SHORT EXERCISE:
Output every line of the rows below as a Markdown table with the columns Line No. and Content. Leave out blank lines and the pictures.

-.-.-

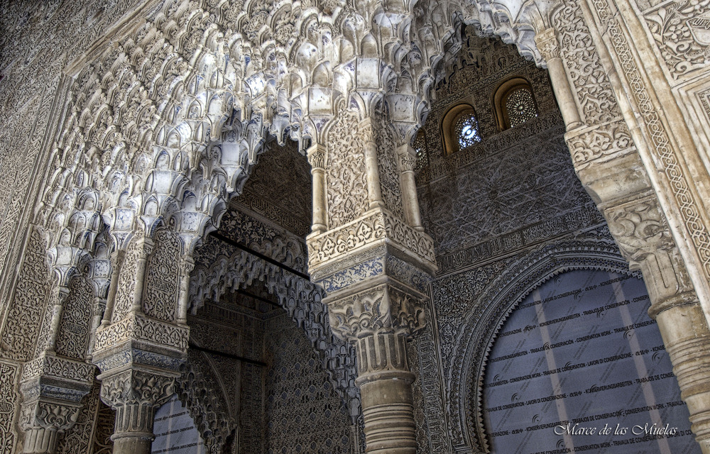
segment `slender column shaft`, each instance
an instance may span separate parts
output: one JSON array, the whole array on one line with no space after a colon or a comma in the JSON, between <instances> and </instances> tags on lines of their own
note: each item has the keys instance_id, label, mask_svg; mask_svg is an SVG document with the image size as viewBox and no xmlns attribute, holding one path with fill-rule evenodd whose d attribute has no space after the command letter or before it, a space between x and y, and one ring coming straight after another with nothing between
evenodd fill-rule
<instances>
[{"instance_id":1,"label":"slender column shaft","mask_svg":"<svg viewBox=\"0 0 710 454\"><path fill-rule=\"evenodd\" d=\"M56 450L56 428L37 427L25 432L23 454L53 454Z\"/></svg>"},{"instance_id":2,"label":"slender column shaft","mask_svg":"<svg viewBox=\"0 0 710 454\"><path fill-rule=\"evenodd\" d=\"M555 97L557 99L559 111L564 120L567 131L581 126L581 118L577 104L574 102L574 95L569 86L569 79L564 71L564 65L559 56L559 49L557 45L557 38L552 28L538 33L535 36L537 47L547 62L547 72L550 79L552 82L552 90Z\"/></svg>"},{"instance_id":3,"label":"slender column shaft","mask_svg":"<svg viewBox=\"0 0 710 454\"><path fill-rule=\"evenodd\" d=\"M414 168L417 163L416 155L408 144L397 150L400 162L400 185L402 187L402 204L407 223L419 231L424 231L422 226L422 214L417 198L417 182Z\"/></svg>"},{"instance_id":4,"label":"slender column shaft","mask_svg":"<svg viewBox=\"0 0 710 454\"><path fill-rule=\"evenodd\" d=\"M114 454L150 454L153 441L155 407L146 404L126 404L116 409L116 427L111 439Z\"/></svg>"},{"instance_id":5,"label":"slender column shaft","mask_svg":"<svg viewBox=\"0 0 710 454\"><path fill-rule=\"evenodd\" d=\"M415 454L415 377L407 364L406 338L376 333L359 339L356 347L365 452Z\"/></svg>"},{"instance_id":6,"label":"slender column shaft","mask_svg":"<svg viewBox=\"0 0 710 454\"><path fill-rule=\"evenodd\" d=\"M64 301L69 294L69 289L58 286L55 289L54 304L52 306L52 319L50 325L49 335L47 338L46 351L53 353L57 345L57 336L59 335L59 323L62 321L62 312L64 309Z\"/></svg>"},{"instance_id":7,"label":"slender column shaft","mask_svg":"<svg viewBox=\"0 0 710 454\"><path fill-rule=\"evenodd\" d=\"M119 273L125 255L126 253L123 250L116 250L111 255L111 284L109 287L109 297L106 300L104 319L101 321L102 327L110 325L111 319L114 316L114 303L116 302L116 291L119 287Z\"/></svg>"},{"instance_id":8,"label":"slender column shaft","mask_svg":"<svg viewBox=\"0 0 710 454\"><path fill-rule=\"evenodd\" d=\"M323 168L323 161L325 158L324 148L320 145L314 145L308 149L307 155L313 181L312 231L320 233L324 232L327 228L325 218L325 170Z\"/></svg>"},{"instance_id":9,"label":"slender column shaft","mask_svg":"<svg viewBox=\"0 0 710 454\"><path fill-rule=\"evenodd\" d=\"M131 311L133 313L141 312L143 311L143 287L146 284L146 267L148 264L148 256L151 253L153 246L153 241L148 238L143 238L142 244L140 245L141 256L137 260L136 267L136 287L133 289L133 301L131 307Z\"/></svg>"},{"instance_id":10,"label":"slender column shaft","mask_svg":"<svg viewBox=\"0 0 710 454\"><path fill-rule=\"evenodd\" d=\"M370 209L382 208L382 189L380 187L380 171L377 167L377 145L372 140L365 143L365 172L367 193L370 196Z\"/></svg>"},{"instance_id":11,"label":"slender column shaft","mask_svg":"<svg viewBox=\"0 0 710 454\"><path fill-rule=\"evenodd\" d=\"M668 305L652 306L651 314L664 303ZM691 428L704 454L710 454L710 329L702 308L697 301L671 305L655 319L690 412Z\"/></svg>"}]
</instances>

-.-.-

OUTPUT OF THE EXERCISE:
| Line No. | Content |
|---|---|
| 1 | segment `slender column shaft`, each instance |
| 2 | an instance may span separate parts |
| 3 | output: one JSON array, the whole array on one line with no space after a colon or a comma in the JSON, between <instances> and </instances> tags on lines of their own |
| 4 | note: each item has the keys instance_id, label, mask_svg; mask_svg is an SVG document with the image size as viewBox and no xmlns attribute, holding one path with fill-rule evenodd whose d attribute has no space after the command letter or before it, a space between x and y, and one ring coming straight after another with nothing between |
| 5 | evenodd fill-rule |
| 6 | <instances> |
| 7 | [{"instance_id":1,"label":"slender column shaft","mask_svg":"<svg viewBox=\"0 0 710 454\"><path fill-rule=\"evenodd\" d=\"M56 450L56 428L37 427L25 432L23 454L53 454Z\"/></svg>"},{"instance_id":2,"label":"slender column shaft","mask_svg":"<svg viewBox=\"0 0 710 454\"><path fill-rule=\"evenodd\" d=\"M555 97L557 99L559 111L564 120L567 131L581 126L581 118L577 104L574 102L574 95L569 86L569 79L564 71L564 65L559 56L559 49L557 45L557 38L552 28L538 33L535 36L537 47L547 62L547 72L550 79L552 82L552 90Z\"/></svg>"},{"instance_id":3,"label":"slender column shaft","mask_svg":"<svg viewBox=\"0 0 710 454\"><path fill-rule=\"evenodd\" d=\"M414 168L417 163L416 155L408 144L397 150L400 162L400 185L402 187L402 204L407 223L419 231L424 231L422 226L422 214L417 198L417 182Z\"/></svg>"},{"instance_id":4,"label":"slender column shaft","mask_svg":"<svg viewBox=\"0 0 710 454\"><path fill-rule=\"evenodd\" d=\"M114 454L150 454L153 441L155 407L146 404L126 404L116 409L116 427L111 439Z\"/></svg>"},{"instance_id":5,"label":"slender column shaft","mask_svg":"<svg viewBox=\"0 0 710 454\"><path fill-rule=\"evenodd\" d=\"M415 454L415 377L407 364L406 338L376 333L359 339L356 347L365 452Z\"/></svg>"},{"instance_id":6,"label":"slender column shaft","mask_svg":"<svg viewBox=\"0 0 710 454\"><path fill-rule=\"evenodd\" d=\"M64 301L69 294L69 289L58 286L55 289L54 304L52 306L52 319L50 325L49 335L47 338L46 351L53 353L57 345L57 336L59 335L59 323L62 321L62 312L64 309Z\"/></svg>"},{"instance_id":7,"label":"slender column shaft","mask_svg":"<svg viewBox=\"0 0 710 454\"><path fill-rule=\"evenodd\" d=\"M119 273L125 255L126 253L123 250L116 250L111 255L111 284L109 287L109 297L106 300L104 319L101 321L102 327L110 325L111 319L114 316L114 303L116 302L116 291L119 287Z\"/></svg>"},{"instance_id":8,"label":"slender column shaft","mask_svg":"<svg viewBox=\"0 0 710 454\"><path fill-rule=\"evenodd\" d=\"M323 168L323 161L325 158L324 148L320 145L314 145L308 149L307 155L313 181L312 231L320 233L324 232L327 228L325 218L325 170Z\"/></svg>"},{"instance_id":9,"label":"slender column shaft","mask_svg":"<svg viewBox=\"0 0 710 454\"><path fill-rule=\"evenodd\" d=\"M131 311L133 313L141 312L143 311L143 287L146 284L146 267L148 264L148 256L151 253L153 246L153 241L148 238L143 238L142 244L140 245L141 256L137 260L136 267L136 287L133 289L133 301L131 307Z\"/></svg>"},{"instance_id":10,"label":"slender column shaft","mask_svg":"<svg viewBox=\"0 0 710 454\"><path fill-rule=\"evenodd\" d=\"M370 209L382 208L382 189L380 187L380 171L377 167L377 145L372 140L365 143L365 172L367 193L370 196Z\"/></svg>"},{"instance_id":11,"label":"slender column shaft","mask_svg":"<svg viewBox=\"0 0 710 454\"><path fill-rule=\"evenodd\" d=\"M668 305L652 306L651 314L664 303ZM691 428L704 454L710 454L710 329L702 308L697 301L671 305L655 319L690 412Z\"/></svg>"}] |
| 8 | </instances> |